> _Material for this task_
══════

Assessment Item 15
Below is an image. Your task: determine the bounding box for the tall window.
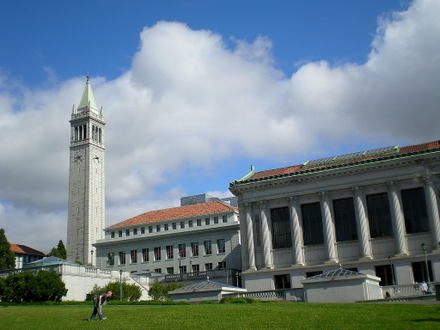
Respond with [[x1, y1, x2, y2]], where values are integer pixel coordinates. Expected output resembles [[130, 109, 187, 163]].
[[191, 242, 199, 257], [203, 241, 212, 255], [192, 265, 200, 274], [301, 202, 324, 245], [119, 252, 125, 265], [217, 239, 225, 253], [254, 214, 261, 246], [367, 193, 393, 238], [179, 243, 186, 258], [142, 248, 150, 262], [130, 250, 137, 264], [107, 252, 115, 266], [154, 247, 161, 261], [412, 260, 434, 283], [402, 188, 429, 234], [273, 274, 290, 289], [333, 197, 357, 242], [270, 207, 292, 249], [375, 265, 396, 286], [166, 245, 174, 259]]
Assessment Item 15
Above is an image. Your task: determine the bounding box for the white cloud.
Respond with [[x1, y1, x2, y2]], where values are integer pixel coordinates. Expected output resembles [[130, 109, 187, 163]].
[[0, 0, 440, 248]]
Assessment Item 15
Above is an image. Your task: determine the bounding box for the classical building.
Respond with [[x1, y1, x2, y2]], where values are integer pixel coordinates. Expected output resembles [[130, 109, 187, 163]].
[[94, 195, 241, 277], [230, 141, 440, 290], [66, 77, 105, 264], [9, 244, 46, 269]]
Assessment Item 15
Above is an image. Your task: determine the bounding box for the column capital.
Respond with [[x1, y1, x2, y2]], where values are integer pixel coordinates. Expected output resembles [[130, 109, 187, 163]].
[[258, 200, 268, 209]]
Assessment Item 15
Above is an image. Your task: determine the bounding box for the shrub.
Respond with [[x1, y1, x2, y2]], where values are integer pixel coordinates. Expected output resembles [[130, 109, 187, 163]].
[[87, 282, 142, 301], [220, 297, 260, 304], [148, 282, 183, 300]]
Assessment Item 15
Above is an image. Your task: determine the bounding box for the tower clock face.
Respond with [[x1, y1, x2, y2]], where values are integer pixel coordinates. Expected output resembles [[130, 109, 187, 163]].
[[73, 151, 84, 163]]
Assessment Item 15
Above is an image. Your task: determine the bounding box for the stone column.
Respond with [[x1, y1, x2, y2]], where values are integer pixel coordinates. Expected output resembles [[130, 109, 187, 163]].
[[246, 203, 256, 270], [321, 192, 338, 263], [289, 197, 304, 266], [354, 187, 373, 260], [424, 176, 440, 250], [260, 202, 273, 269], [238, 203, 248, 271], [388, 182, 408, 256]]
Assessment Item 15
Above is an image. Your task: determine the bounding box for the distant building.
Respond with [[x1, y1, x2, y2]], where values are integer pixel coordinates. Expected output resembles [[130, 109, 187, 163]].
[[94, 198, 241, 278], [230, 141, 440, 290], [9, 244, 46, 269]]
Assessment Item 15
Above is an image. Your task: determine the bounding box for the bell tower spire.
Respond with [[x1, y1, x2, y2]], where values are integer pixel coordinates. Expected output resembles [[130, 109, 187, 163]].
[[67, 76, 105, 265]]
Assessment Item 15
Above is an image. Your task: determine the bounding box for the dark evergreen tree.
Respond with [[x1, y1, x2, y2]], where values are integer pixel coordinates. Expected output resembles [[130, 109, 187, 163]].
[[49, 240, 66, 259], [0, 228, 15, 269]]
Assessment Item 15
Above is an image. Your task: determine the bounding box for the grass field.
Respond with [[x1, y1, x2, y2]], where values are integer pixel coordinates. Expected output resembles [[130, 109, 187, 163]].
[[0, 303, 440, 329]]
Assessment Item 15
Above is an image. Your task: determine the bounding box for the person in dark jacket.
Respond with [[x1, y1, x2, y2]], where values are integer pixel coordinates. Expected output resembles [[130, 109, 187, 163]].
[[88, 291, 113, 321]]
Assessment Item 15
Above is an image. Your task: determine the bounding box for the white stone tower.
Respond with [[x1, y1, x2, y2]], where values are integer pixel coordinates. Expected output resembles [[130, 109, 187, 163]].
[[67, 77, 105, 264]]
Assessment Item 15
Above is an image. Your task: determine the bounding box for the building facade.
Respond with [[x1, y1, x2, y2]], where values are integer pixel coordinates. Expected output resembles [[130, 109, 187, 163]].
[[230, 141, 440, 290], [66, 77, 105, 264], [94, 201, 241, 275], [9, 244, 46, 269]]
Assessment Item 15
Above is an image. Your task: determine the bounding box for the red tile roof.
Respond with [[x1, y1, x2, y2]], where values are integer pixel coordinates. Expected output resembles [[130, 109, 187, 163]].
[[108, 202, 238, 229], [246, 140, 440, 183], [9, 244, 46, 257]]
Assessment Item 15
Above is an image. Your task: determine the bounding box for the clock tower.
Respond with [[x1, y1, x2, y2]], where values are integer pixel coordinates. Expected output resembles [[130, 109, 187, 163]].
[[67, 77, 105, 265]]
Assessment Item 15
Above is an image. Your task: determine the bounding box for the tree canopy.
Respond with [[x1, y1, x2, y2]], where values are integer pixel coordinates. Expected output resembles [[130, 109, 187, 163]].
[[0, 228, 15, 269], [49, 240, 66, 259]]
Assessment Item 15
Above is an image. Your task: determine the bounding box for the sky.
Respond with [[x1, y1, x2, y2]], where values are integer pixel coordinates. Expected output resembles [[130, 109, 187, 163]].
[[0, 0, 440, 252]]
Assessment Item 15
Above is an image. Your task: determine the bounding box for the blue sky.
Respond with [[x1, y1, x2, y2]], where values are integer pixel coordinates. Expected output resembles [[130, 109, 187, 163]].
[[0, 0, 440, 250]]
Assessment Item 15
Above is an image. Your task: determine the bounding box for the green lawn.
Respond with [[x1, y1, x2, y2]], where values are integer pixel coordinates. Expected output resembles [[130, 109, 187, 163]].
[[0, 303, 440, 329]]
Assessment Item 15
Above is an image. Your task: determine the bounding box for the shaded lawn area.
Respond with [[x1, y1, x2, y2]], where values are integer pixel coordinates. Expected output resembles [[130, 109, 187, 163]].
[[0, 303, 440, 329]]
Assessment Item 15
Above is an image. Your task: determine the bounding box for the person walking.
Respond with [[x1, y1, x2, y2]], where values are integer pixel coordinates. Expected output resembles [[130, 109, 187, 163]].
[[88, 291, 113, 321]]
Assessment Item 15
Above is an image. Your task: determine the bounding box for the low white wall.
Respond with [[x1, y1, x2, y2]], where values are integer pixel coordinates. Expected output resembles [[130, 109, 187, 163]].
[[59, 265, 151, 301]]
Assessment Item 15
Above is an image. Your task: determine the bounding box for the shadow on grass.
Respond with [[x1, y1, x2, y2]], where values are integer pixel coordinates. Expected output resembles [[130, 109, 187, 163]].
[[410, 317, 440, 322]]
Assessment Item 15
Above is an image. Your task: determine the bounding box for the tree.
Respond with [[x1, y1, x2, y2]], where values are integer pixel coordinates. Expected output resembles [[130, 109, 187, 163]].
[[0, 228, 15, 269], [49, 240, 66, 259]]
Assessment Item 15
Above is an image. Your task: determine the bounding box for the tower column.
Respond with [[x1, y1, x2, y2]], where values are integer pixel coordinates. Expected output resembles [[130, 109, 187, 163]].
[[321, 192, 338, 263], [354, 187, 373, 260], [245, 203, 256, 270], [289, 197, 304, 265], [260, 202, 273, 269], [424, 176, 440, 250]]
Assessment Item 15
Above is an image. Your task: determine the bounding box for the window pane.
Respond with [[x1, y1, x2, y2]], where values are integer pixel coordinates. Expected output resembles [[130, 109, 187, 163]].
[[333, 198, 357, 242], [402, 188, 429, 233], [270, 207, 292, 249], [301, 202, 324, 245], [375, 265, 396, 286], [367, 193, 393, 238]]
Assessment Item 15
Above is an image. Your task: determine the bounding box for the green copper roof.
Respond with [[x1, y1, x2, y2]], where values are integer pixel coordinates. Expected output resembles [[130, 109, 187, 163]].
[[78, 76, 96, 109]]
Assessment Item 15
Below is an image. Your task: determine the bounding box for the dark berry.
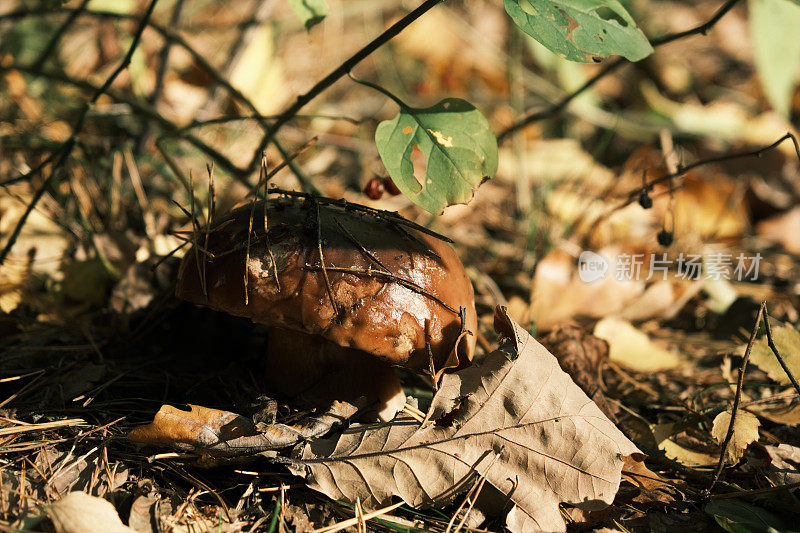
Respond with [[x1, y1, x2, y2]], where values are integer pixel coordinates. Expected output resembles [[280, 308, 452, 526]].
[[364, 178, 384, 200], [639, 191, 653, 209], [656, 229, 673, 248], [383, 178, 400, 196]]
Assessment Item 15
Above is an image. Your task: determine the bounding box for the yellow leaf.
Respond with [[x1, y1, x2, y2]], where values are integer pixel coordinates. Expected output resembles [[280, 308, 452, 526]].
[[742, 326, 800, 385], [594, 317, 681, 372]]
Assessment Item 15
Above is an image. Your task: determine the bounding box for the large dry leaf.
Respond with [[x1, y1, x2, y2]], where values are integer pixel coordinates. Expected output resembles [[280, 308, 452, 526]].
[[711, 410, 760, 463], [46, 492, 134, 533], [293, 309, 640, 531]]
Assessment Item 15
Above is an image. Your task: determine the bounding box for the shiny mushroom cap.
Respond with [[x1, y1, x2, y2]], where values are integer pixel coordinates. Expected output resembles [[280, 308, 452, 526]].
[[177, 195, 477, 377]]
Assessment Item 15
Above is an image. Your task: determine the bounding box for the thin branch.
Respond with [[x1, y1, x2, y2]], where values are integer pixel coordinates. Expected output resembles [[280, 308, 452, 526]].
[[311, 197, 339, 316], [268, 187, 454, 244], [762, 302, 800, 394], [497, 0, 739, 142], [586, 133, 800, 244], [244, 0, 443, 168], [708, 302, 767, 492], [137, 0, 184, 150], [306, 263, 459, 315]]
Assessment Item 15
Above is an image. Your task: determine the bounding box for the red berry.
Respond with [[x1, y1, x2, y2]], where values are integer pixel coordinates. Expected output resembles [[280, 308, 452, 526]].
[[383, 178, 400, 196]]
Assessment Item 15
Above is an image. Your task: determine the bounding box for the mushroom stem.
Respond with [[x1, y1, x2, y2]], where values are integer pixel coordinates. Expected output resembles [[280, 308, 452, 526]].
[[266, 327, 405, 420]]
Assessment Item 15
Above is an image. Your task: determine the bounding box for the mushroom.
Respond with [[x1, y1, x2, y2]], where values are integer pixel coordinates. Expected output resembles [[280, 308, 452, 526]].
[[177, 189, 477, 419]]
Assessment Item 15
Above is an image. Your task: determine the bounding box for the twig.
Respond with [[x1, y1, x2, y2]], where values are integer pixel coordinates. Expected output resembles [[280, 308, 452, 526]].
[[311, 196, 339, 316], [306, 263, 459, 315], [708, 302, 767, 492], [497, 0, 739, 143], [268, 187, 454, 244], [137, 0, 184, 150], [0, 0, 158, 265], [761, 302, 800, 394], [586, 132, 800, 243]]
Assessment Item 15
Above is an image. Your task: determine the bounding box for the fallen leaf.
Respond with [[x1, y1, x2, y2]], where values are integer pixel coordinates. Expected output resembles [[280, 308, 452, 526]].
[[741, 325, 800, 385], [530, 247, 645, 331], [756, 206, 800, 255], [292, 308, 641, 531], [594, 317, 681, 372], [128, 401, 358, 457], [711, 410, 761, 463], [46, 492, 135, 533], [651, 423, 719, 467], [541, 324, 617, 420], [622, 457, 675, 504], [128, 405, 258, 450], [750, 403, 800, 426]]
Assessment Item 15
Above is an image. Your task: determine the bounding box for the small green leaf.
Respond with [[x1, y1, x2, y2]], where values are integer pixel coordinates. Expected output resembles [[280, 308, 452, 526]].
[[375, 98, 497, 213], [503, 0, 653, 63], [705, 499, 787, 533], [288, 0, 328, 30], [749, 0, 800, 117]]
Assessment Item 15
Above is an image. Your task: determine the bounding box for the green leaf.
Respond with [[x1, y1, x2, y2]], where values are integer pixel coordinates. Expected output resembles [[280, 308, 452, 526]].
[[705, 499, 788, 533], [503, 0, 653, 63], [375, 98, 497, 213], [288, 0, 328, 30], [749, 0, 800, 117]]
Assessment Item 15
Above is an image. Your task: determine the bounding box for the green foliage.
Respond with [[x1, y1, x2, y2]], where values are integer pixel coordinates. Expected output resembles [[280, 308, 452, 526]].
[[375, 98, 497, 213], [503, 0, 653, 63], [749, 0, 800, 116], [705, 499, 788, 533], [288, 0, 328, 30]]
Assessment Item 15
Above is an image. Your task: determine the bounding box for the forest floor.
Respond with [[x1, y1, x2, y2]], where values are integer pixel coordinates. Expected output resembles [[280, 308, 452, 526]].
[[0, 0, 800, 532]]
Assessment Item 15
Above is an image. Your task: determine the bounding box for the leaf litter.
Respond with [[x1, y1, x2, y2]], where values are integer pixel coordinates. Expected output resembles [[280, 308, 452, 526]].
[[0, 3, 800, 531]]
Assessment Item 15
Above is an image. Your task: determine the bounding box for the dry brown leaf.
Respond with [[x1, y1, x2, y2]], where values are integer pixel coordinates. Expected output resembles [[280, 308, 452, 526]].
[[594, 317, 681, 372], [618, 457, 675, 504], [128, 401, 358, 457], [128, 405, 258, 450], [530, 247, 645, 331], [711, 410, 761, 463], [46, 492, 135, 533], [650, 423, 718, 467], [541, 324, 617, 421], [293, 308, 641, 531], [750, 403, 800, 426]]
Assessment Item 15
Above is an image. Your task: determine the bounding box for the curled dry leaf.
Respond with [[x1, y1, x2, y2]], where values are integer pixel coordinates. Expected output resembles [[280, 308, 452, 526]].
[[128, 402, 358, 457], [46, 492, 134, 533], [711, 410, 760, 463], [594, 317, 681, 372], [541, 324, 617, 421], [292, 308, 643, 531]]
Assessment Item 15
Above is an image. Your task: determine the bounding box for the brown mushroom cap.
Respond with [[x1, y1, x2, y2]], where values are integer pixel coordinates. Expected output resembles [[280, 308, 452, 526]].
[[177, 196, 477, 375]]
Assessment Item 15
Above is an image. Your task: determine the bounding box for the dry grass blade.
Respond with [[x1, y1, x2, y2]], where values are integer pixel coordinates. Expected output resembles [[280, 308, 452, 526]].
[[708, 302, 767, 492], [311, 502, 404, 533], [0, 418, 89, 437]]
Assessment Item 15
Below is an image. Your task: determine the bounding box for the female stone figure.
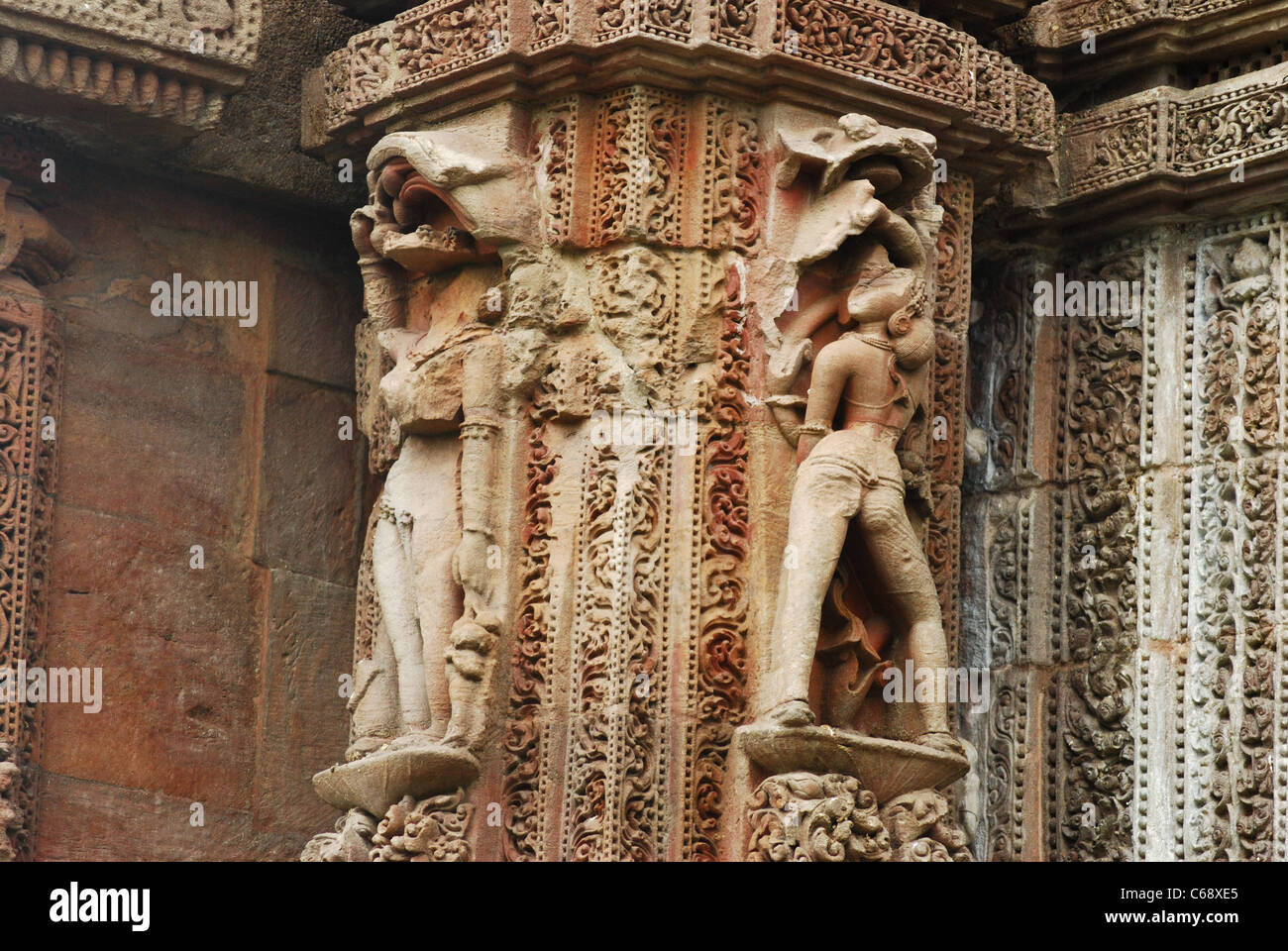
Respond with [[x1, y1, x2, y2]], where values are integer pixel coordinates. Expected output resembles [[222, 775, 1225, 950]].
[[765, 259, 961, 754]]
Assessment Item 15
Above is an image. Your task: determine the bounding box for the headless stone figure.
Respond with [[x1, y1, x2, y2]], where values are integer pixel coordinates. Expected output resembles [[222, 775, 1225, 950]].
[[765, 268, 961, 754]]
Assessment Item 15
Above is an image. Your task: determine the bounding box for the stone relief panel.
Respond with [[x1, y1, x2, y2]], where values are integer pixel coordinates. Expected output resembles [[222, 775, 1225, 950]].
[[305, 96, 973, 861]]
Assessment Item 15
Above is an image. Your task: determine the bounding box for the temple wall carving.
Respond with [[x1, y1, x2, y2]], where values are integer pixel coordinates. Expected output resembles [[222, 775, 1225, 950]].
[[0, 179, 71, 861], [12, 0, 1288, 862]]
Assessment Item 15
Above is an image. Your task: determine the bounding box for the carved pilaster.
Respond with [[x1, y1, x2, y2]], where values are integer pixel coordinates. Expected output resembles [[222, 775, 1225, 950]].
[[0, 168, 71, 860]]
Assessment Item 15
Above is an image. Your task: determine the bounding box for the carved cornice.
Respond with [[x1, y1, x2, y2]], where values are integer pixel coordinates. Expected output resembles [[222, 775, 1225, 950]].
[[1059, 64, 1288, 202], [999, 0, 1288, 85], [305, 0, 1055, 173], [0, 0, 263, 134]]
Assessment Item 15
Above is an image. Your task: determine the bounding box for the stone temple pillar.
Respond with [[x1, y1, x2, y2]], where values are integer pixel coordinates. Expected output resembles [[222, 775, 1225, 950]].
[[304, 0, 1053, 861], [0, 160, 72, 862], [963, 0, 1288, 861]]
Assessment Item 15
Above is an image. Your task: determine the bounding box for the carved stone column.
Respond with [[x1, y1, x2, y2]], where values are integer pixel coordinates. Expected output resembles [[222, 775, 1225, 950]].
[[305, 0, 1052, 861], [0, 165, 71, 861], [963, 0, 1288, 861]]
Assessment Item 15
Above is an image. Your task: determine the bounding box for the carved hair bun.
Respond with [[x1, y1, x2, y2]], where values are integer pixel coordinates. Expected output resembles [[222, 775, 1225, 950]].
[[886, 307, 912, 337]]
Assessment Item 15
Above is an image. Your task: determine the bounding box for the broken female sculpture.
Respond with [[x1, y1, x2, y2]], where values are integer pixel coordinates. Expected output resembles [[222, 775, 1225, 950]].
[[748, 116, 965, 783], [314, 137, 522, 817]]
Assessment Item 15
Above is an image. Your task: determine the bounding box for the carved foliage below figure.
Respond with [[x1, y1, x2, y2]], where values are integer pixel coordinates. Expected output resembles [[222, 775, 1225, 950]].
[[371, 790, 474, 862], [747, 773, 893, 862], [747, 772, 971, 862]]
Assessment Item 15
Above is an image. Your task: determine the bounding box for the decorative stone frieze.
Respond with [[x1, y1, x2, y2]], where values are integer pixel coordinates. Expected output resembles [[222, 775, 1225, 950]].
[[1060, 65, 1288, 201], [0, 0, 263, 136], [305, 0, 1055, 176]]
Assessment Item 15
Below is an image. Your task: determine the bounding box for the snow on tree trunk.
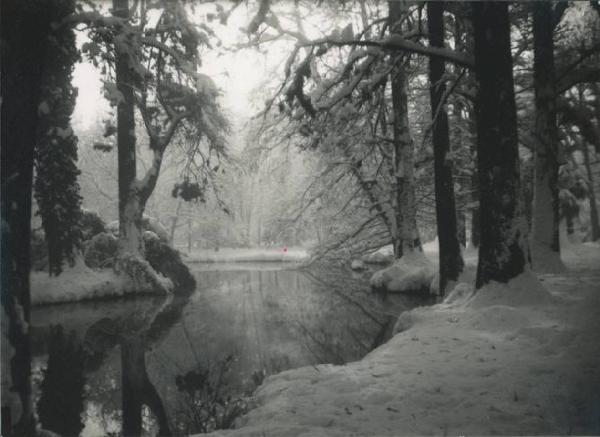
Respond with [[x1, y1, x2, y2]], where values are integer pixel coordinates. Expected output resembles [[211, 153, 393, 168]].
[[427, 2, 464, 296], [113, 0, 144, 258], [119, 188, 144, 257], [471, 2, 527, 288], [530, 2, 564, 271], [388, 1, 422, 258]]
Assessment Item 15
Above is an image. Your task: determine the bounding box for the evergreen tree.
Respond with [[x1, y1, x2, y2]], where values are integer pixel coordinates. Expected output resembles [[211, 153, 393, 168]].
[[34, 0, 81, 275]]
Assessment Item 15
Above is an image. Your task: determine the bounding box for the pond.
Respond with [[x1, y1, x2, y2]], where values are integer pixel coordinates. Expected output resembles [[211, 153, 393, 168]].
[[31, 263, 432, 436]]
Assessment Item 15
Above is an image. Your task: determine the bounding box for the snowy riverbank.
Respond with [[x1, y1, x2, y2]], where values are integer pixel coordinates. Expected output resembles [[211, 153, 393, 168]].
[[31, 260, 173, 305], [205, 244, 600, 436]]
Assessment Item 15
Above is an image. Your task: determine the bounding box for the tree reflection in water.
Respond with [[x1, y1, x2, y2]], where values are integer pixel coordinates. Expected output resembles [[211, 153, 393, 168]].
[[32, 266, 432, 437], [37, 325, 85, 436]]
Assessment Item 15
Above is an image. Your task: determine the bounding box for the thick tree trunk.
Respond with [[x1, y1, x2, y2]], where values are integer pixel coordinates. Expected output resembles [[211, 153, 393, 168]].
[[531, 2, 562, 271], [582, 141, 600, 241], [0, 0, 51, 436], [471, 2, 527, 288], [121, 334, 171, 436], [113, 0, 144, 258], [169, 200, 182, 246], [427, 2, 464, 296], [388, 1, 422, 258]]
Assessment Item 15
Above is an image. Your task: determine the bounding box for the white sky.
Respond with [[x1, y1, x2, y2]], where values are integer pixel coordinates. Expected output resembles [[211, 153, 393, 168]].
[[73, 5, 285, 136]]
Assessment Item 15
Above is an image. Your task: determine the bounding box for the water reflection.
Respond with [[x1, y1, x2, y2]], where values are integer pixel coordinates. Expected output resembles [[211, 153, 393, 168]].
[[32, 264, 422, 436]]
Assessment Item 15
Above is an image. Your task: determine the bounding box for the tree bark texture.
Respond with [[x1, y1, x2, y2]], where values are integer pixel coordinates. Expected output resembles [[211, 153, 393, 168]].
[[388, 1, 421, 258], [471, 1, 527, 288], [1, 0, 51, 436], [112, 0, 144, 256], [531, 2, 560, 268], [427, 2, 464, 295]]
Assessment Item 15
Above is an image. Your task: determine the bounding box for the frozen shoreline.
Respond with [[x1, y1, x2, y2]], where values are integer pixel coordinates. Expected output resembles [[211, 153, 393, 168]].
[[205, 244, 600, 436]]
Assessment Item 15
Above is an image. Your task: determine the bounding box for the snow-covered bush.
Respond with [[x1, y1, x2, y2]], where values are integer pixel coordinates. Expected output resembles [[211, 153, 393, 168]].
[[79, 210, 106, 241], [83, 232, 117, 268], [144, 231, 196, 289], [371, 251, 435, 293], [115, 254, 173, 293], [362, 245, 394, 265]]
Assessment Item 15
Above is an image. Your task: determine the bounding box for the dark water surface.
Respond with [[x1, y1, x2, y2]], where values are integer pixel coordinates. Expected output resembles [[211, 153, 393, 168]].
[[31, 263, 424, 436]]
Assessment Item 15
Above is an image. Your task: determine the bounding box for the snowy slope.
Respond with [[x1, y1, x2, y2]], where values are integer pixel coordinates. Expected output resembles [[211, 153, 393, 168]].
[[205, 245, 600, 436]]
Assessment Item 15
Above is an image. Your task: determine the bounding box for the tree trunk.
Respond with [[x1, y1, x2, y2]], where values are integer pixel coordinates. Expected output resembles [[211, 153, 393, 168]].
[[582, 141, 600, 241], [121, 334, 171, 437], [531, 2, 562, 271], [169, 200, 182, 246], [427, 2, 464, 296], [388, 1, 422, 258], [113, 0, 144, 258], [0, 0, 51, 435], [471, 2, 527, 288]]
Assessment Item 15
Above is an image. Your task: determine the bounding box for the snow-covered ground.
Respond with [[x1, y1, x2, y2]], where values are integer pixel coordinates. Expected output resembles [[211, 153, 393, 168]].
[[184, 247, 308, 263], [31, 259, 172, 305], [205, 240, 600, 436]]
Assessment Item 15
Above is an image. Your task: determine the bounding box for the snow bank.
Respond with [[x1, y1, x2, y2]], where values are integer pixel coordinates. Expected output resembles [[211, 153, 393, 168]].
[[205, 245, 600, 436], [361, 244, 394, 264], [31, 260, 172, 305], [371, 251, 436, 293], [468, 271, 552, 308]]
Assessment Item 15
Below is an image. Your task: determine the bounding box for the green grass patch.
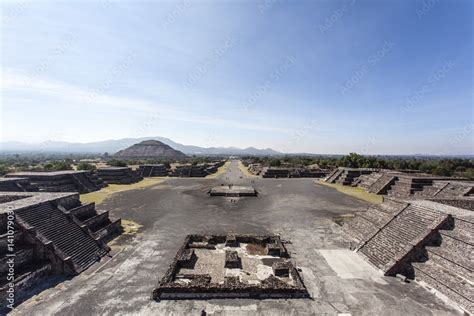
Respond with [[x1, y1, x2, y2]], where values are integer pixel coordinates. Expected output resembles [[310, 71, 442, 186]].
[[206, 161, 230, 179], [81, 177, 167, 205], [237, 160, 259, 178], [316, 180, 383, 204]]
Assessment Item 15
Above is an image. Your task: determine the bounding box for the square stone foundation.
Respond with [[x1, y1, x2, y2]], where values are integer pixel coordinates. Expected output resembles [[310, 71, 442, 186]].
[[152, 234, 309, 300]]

══════

> _Written request_
Select and copy every line in the records above that contains the word "evergreen". Case counts, so only lines where the word matches in case should be copied.

> _Written response_
Above is an image. Your task: determine the bounding box for the dark evergreen tree.
Above is an image. Your task: determine the bounding box for the evergreen tree.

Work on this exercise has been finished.